— start ROWS —

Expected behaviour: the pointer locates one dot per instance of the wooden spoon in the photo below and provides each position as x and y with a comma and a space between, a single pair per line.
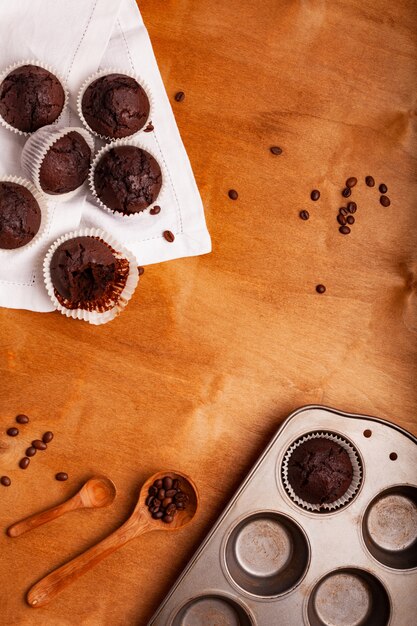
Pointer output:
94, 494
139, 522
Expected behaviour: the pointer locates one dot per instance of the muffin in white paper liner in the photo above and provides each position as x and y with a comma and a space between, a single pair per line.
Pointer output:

— end ROWS —
— start ROWS —

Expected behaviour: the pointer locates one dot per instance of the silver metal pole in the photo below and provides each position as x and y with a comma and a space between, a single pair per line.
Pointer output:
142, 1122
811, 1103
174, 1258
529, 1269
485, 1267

— end ROWS —

### CHALLENGE
Extract each line in the records above that contains the word "photo".

### IN RESPONSE
Expected behaviour: the pointer locates one dot per instance of the wooden spoon in the photo below and provides each position as x and y with a comma and a space between, a single pair per line.
Expected behaviour: the pointer locates one dot per instance of the muffin in white paper liner in the photo above and provides each position as x and y with a comma and a space between, a single pair per line.
Expected behaviour: the pointer locates one dot per instance of the silver metal pole in the photo below and provides each position as x and y with a comma and a space between, a single pair per line.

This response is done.